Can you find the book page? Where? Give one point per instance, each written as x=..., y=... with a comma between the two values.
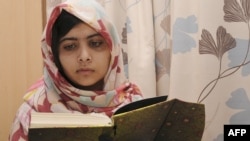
x=50, y=120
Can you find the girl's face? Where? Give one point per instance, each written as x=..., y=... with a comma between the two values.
x=84, y=55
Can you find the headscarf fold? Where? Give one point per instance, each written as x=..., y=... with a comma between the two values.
x=53, y=93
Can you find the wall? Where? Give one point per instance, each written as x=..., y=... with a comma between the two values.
x=20, y=57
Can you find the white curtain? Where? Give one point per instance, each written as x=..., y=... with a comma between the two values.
x=193, y=50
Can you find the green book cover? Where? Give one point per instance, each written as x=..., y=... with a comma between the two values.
x=152, y=119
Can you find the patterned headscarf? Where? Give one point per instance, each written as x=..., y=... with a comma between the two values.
x=117, y=91
x=53, y=93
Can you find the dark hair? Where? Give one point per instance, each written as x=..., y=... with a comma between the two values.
x=63, y=24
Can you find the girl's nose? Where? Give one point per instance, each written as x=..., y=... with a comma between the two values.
x=84, y=55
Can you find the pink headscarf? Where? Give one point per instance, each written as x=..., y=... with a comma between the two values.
x=53, y=93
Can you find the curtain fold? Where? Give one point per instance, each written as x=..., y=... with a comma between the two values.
x=197, y=51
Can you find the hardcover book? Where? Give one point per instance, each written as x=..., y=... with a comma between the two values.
x=151, y=119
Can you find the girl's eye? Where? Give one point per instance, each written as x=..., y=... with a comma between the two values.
x=95, y=44
x=69, y=47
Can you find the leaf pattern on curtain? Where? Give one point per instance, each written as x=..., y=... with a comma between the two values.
x=225, y=42
x=207, y=45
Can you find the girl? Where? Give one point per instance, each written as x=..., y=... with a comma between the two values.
x=83, y=68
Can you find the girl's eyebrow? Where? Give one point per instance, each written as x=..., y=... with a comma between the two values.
x=73, y=38
x=93, y=35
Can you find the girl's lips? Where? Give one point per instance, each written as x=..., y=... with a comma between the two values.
x=85, y=71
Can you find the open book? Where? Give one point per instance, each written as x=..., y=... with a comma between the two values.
x=151, y=119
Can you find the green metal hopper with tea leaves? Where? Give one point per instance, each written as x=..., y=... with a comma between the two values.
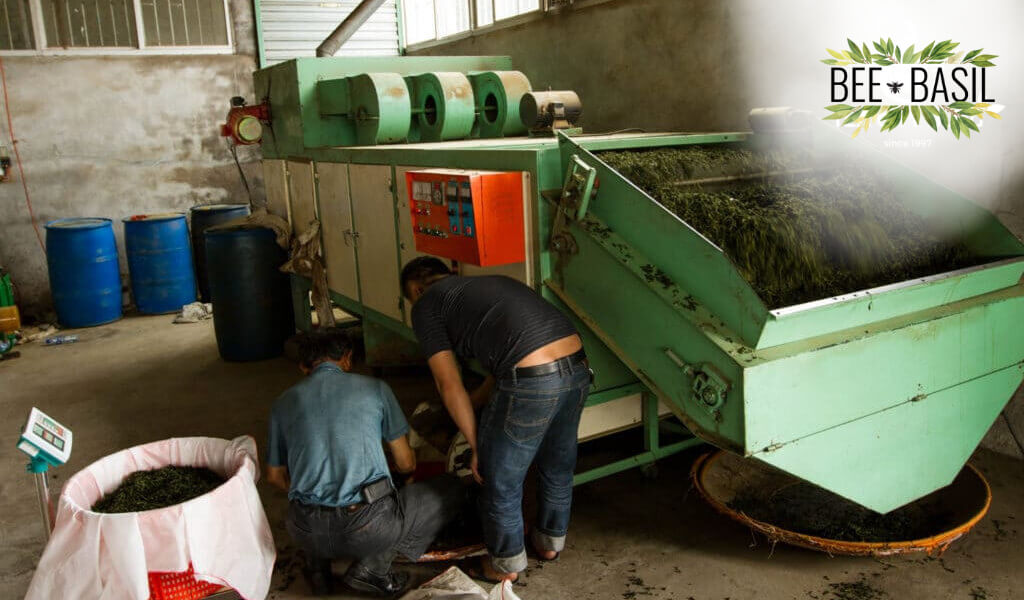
x=880, y=395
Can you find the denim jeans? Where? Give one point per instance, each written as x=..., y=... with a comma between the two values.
x=529, y=420
x=404, y=523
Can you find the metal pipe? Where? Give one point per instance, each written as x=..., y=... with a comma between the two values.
x=45, y=506
x=347, y=28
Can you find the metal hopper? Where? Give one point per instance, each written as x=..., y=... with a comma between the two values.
x=880, y=395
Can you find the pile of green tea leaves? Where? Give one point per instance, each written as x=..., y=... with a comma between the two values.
x=799, y=238
x=144, y=490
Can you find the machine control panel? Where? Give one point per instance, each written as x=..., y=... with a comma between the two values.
x=474, y=217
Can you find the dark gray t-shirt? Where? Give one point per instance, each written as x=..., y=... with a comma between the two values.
x=494, y=318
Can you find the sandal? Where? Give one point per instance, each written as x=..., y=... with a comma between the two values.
x=479, y=572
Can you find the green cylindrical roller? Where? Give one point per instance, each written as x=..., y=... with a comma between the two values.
x=444, y=106
x=381, y=108
x=498, y=94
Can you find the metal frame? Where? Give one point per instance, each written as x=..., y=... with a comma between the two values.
x=474, y=29
x=41, y=49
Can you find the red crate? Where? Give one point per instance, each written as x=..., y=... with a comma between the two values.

■ ■ ■

Gestellte Aufgabe: Schreibe sämtliche Zeilen der Liste oben ohne Leerzeilen als nummerierte Liste um. Lass die Bilder in deiner Antwort weg.

Gelöste Aufgabe:
1. Can you find the book page? Where? Give one point per instance, each written as x=..., y=... with a comma between the two values.
2. x=50, y=120
3. Can you find the girl's face? Where? Give one point per instance, each written as x=..., y=... with a comma between the two values.
4. x=84, y=55
5. Can you find the headscarf fold? Where? Give one point per instance, each written as x=..., y=... with a comma between the two values.
6. x=53, y=93
7. Can you find the wall? Where? Give one point per instance, each written as x=..., y=... with a comma between the two values.
8. x=20, y=57
9. Can you find the white curtain? Where? Give one point per instance, each written as x=..., y=... with a comma between the two values.
10. x=193, y=50
11. Can you find the green book cover? Where? Give one point per instance, each written as x=..., y=... with a comma between the two values.
12. x=152, y=119
13. Can you find the patterned headscarf? Where? Give one point per instance, each written as x=..., y=... with a comma between the two values.
14. x=117, y=91
15. x=53, y=93
16. Can you find the dark hair? Where? Give one point per instance, each written as x=..., y=... with a comma between the two values.
17. x=63, y=24
18. Can you find the girl's nose? Where? Give one point per instance, each written as x=..., y=... with a comma between the two values.
19. x=84, y=55
20. Can you find the pink headscarf? Where? Give one point per instance, each written as x=..., y=... with a comma between the two values.
21. x=53, y=93
22. Can you find the curtain fold? Where? Give one point per instance, each written as x=..., y=... with a comma between the two values.
23. x=197, y=51
24. Can you find the hardcover book? Where? Give one point per instance, each written as x=..., y=... with a comma between the two values.
25. x=151, y=119
26. Can you find the girl's eye? Where? Give one point per instance, each written as x=..., y=... with a comma between the two values.
27. x=95, y=44
28. x=69, y=47
29. Can you find the leaf pattern on curtain? Where? Give one point per instance, each written as x=..., y=... with a comma between the two values.
30. x=225, y=42
31. x=207, y=45
32. Can you find the girl? Where? Give one point per instance, each written as x=..., y=... with a comma between the two values.
33. x=83, y=68
34. Can you find the girl's eyebrow? Where? Give one point per instance, each written as x=..., y=... with a comma between the two values.
35. x=73, y=38
36. x=93, y=35
37. Can you find the girl's lips? Where? Give one point per instance, each written as x=..., y=... with a comma between the two values.
38. x=85, y=71
39. Can you find the open book? Where? Give one point per instance, each written as x=..., y=... with a comma between the two values.
40. x=151, y=119
41. Can you find the green metal hopper with tea leaves? Where? Give one point per instance, each written as x=..., y=... with a comma between the two values.
42. x=880, y=395
43. Can you find the denim jeans? Where? Give one point per instance, each written as x=..., y=... with a comma between the two values.
44. x=529, y=420
45. x=404, y=523
46. Can you find the metal pipe? Where? Give one point per instance, each written as x=..., y=... with a comma between the two values.
47. x=45, y=506
48. x=347, y=28
49. Can you find the metal hopper? Where? Give one point per instance, each written as x=..., y=... with a comma between the two values.
50. x=880, y=395
51. Can you find the pile of green tea leaves? Where? Give one point per instance, each written as x=..., y=... with a comma between the two values.
52. x=799, y=238
53. x=144, y=490
54. Can you find the machine control panel? Where? Give one point per instance, each written as x=..., y=... with a comma between the two values.
55. x=474, y=217
56. Can you find the dark gray t-shirt? Where? Give one point per instance, each written as x=..., y=... with a comma between the two values.
57. x=494, y=318
58. Can you find the sandal? Where? Give one point per instance, each written as x=..., y=... with a comma between the two values.
59. x=479, y=572
60. Can you find the green cylindrical roller? Where? Give one point per instance, each written as x=..., y=... with a comma between the two values.
61. x=444, y=106
62. x=381, y=108
63. x=498, y=94
64. Can you find the metal frame? Where? Give one point per instance, each written as x=..., y=... with a comma between the two values.
65. x=474, y=29
66. x=41, y=49
67. Can you find the red crate? Where? Give one point per instance, each written as x=..., y=... with a comma between the two values.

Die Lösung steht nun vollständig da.